### To do
The answer should contain all of the records below, each one copied word for word.

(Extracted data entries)

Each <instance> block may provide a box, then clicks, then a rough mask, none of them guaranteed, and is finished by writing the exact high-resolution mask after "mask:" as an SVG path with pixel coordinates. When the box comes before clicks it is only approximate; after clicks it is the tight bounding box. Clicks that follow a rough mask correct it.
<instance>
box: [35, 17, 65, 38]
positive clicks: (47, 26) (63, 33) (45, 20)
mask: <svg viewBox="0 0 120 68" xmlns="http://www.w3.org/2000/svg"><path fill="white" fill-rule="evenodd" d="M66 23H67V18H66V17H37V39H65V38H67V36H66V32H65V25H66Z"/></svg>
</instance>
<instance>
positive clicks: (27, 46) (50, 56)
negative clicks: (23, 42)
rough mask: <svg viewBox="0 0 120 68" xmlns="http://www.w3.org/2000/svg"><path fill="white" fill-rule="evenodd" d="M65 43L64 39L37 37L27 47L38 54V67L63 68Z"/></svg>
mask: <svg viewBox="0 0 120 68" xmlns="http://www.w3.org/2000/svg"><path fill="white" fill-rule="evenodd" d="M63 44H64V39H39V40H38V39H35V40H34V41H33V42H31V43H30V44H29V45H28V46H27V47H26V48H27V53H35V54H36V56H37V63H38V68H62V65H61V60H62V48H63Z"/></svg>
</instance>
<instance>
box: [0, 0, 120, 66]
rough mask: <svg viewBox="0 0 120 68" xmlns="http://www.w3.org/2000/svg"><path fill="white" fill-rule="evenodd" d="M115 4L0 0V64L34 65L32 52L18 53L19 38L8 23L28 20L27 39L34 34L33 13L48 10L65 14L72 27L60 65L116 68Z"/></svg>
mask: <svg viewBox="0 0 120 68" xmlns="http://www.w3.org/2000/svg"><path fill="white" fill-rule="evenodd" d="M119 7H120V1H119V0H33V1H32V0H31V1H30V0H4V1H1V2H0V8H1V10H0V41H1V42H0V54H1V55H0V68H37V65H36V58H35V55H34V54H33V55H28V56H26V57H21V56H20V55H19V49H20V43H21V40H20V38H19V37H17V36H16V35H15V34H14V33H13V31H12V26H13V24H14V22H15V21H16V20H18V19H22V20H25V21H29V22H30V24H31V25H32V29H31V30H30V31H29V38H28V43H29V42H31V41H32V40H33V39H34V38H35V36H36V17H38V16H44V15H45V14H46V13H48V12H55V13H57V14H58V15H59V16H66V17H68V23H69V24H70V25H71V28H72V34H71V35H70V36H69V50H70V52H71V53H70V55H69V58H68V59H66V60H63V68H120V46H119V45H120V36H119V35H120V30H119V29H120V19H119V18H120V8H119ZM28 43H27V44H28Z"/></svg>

### Task response
Each <instance> block may provide a box, then clicks, then a rough mask, none of them guaranteed, and is finished by writing the exact high-resolution mask after "mask:" as an SVG path with pixel coordinates. When the box comes before clicks it is only approximate; after clicks it is the tight bounding box. Clicks that follow a rough mask correct it.
<instance>
box: [35, 17, 65, 38]
positive clicks: (47, 26) (63, 33) (45, 20)
mask: <svg viewBox="0 0 120 68" xmlns="http://www.w3.org/2000/svg"><path fill="white" fill-rule="evenodd" d="M66 23H67V18H66V17H37V39H65V38H67V36H66V32H65V25H66Z"/></svg>
</instance>
<instance>
positive clicks: (27, 46) (50, 56)
negative clicks: (23, 42)
rough mask: <svg viewBox="0 0 120 68" xmlns="http://www.w3.org/2000/svg"><path fill="white" fill-rule="evenodd" d="M65 43L64 39L37 37L27 47L38 54V67L63 68Z"/></svg>
mask: <svg viewBox="0 0 120 68" xmlns="http://www.w3.org/2000/svg"><path fill="white" fill-rule="evenodd" d="M63 44H64V39H39V40H38V39H35V40H34V41H33V42H31V43H30V44H29V45H28V46H27V47H26V48H27V53H35V54H36V56H37V63H38V68H62V65H61V60H62V48H63Z"/></svg>
</instance>
<instance>
box: [0, 0, 120, 66]
rough mask: <svg viewBox="0 0 120 68" xmlns="http://www.w3.org/2000/svg"><path fill="white" fill-rule="evenodd" d="M115 4L0 0V64L34 65L32 52L18 53L19 38L8 23L28 20L27 39L34 34L33 13L48 10L65 14L72 27L60 65L116 68Z"/></svg>
mask: <svg viewBox="0 0 120 68" xmlns="http://www.w3.org/2000/svg"><path fill="white" fill-rule="evenodd" d="M119 7H120V1H119V0H33V1H32V0H31V1H30V0H4V1H1V2H0V8H1V10H0V41H1V42H0V54H1V55H0V68H37V65H36V58H35V55H34V54H33V55H28V56H26V57H21V56H20V55H19V49H20V43H21V40H20V38H19V37H17V36H16V35H15V34H14V33H13V31H12V26H13V24H14V22H15V21H16V20H18V19H22V20H25V21H29V22H30V24H31V25H32V29H31V30H30V31H29V38H28V43H29V42H31V41H32V40H33V39H34V38H35V36H36V17H38V16H44V15H45V14H46V13H48V12H55V13H57V14H58V15H59V16H66V17H68V23H69V24H70V25H71V28H72V34H71V35H70V36H69V50H70V52H71V53H70V55H69V58H68V59H66V60H63V68H120V46H119V45H120V36H119V35H120V30H119V29H120V19H119V18H120V8H119ZM28 43H27V44H28Z"/></svg>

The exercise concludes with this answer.